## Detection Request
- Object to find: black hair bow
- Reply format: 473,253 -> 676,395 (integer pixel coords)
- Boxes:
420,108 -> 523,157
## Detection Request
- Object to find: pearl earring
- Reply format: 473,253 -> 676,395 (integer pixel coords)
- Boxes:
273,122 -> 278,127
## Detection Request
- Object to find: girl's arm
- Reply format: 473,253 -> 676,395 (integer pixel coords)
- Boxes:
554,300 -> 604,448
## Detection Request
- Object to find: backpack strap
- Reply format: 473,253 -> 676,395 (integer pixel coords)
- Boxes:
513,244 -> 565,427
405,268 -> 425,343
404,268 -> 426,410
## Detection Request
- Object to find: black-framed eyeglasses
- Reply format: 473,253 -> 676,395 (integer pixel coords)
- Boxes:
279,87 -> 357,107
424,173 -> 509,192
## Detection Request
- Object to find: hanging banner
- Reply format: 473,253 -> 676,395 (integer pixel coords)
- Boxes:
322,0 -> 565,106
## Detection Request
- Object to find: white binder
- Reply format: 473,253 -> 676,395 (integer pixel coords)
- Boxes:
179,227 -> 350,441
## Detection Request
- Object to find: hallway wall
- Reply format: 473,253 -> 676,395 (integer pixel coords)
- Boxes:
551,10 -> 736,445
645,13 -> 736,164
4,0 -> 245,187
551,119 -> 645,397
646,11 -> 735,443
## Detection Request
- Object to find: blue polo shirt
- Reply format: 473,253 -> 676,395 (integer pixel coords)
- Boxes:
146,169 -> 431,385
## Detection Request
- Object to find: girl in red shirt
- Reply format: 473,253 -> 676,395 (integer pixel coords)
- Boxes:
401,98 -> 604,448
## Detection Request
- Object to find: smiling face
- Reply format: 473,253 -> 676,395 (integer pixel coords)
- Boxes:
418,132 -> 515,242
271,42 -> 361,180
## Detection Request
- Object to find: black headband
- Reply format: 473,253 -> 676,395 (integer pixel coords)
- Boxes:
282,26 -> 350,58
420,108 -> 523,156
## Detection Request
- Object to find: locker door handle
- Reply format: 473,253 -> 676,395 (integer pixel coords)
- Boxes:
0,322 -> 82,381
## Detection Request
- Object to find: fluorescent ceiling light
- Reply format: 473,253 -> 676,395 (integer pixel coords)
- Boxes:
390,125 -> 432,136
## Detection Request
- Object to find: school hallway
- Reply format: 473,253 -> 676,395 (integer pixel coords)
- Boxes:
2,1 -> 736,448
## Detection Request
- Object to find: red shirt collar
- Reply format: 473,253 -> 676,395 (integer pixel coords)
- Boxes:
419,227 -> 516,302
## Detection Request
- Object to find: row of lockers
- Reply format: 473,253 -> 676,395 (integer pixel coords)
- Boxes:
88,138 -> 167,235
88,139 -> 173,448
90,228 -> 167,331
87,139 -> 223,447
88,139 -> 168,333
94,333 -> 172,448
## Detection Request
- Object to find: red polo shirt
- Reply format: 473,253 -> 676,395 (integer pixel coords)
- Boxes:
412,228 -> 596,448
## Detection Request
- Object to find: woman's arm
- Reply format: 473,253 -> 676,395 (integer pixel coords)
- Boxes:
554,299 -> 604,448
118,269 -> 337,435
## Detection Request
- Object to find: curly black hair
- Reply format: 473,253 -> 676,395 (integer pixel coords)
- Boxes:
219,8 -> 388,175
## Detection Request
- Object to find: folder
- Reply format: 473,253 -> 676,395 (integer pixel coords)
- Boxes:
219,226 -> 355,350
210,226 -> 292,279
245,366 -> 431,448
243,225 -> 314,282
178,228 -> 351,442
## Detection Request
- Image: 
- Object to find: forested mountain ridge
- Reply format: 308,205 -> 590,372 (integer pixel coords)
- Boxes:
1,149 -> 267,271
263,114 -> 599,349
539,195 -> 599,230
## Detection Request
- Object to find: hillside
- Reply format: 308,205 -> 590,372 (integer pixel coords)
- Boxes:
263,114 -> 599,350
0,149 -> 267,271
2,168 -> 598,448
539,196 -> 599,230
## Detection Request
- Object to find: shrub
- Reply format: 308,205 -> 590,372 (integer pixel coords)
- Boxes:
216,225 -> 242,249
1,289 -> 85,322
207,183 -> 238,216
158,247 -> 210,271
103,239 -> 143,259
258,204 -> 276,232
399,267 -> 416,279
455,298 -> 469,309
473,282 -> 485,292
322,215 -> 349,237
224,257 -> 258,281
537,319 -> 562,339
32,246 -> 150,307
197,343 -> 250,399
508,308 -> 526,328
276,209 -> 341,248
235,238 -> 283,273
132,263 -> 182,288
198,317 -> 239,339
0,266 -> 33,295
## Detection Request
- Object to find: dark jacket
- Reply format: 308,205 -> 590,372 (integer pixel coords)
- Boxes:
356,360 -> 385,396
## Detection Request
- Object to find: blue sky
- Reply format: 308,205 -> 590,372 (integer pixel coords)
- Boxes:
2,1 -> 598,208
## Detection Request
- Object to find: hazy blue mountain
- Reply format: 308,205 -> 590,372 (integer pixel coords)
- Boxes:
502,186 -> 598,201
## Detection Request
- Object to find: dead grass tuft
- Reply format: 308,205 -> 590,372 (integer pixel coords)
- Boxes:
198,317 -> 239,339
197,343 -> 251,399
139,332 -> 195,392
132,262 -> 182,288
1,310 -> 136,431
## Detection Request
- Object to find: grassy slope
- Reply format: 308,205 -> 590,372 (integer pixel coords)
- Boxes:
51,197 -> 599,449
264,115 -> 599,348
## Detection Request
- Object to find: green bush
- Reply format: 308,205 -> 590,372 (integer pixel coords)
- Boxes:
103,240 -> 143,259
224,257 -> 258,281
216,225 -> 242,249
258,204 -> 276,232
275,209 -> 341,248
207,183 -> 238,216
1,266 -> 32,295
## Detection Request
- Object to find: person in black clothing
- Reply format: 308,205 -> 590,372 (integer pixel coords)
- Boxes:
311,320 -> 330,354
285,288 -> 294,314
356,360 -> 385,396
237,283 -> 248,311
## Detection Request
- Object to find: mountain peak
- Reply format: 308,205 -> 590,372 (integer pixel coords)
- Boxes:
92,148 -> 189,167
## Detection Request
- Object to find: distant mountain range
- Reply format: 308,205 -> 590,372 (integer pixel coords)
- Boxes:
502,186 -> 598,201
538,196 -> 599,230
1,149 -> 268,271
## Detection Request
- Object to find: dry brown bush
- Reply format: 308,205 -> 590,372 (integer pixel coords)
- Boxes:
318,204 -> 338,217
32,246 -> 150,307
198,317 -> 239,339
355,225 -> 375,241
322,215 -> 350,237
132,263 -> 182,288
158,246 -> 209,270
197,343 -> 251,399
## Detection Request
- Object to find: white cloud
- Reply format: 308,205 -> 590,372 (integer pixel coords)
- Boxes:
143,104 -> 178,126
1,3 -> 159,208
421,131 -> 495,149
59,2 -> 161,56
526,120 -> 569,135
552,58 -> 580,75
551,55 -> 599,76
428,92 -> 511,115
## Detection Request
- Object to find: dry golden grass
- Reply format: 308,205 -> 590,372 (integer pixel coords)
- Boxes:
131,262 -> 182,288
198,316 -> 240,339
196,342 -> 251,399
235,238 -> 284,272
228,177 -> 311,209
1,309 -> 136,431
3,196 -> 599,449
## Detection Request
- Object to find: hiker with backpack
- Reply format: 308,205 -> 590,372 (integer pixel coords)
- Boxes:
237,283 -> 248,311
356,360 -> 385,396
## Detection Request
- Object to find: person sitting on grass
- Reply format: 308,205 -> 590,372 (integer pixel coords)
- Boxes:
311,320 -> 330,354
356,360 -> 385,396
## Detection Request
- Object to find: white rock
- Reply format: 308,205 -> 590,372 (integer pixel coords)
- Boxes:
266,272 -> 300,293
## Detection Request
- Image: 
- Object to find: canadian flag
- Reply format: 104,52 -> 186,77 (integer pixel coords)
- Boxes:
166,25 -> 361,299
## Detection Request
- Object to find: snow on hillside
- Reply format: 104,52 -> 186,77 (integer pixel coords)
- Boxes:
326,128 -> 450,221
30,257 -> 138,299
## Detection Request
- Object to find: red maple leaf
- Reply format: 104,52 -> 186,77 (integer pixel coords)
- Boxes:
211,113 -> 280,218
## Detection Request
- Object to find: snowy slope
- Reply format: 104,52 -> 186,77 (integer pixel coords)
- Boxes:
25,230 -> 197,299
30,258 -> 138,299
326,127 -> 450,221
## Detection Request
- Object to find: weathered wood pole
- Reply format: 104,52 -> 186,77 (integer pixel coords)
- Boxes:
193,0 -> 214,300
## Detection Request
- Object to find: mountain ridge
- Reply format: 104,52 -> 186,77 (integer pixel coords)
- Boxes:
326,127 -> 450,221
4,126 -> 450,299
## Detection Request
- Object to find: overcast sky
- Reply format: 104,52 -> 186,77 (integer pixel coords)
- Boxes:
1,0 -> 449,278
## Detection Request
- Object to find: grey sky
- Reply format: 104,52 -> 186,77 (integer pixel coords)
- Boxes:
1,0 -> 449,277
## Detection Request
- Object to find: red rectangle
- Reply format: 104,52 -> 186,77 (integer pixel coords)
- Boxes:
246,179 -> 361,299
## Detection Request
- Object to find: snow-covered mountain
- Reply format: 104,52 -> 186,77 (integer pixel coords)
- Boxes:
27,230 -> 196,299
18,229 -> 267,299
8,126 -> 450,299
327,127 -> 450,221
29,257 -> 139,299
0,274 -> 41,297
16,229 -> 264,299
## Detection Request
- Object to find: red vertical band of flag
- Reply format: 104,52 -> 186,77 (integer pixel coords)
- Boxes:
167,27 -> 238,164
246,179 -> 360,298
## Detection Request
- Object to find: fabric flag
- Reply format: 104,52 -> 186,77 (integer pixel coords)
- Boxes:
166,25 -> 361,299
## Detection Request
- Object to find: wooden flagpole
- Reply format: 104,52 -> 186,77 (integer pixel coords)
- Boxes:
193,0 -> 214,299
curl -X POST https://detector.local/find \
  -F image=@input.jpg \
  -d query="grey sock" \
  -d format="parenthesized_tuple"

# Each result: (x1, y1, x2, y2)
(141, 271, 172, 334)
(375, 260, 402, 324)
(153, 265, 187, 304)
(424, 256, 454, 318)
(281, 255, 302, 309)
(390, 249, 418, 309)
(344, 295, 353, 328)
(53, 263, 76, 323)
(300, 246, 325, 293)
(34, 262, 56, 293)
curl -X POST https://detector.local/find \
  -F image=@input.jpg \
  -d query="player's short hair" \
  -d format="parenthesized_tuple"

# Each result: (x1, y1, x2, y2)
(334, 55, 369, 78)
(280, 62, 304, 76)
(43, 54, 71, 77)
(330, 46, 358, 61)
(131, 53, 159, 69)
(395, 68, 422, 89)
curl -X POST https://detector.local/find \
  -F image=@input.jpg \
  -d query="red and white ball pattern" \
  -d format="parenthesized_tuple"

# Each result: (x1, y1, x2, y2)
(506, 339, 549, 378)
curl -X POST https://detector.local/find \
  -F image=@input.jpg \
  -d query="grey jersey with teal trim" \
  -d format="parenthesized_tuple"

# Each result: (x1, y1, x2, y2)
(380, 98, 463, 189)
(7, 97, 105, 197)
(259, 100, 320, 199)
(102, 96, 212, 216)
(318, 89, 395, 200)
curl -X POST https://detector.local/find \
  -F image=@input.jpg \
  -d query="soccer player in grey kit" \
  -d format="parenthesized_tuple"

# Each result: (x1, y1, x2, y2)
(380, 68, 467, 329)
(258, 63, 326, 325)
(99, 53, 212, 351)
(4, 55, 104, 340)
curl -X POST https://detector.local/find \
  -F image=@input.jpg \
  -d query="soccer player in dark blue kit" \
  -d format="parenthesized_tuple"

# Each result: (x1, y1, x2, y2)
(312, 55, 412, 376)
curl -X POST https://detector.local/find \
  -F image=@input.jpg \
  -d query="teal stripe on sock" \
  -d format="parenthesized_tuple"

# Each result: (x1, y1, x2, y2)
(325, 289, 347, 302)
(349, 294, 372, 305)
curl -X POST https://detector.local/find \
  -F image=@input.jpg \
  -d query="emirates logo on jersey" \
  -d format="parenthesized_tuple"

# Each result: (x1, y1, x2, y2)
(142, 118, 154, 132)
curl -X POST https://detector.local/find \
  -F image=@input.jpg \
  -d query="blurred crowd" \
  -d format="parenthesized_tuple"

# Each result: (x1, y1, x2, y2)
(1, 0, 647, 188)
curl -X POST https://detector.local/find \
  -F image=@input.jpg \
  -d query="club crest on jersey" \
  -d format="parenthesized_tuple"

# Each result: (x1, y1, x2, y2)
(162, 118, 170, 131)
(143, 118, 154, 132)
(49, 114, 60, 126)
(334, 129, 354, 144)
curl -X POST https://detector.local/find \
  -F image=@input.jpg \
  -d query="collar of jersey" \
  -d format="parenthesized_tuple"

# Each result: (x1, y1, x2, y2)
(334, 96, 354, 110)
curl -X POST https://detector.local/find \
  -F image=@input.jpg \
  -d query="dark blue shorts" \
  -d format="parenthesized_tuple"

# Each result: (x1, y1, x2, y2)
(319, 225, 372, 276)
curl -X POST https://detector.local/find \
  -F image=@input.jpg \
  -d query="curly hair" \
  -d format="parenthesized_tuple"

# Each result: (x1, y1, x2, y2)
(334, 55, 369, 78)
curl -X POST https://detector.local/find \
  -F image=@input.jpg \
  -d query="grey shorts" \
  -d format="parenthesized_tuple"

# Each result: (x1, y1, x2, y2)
--
What is required:
Go through the material above and copy each line that has the word "player".

Exercise answer:
  -d query="player's short hair" \
  -d query="soccer player in grey kit" \
  -d query="soccer player in dark blue kit" \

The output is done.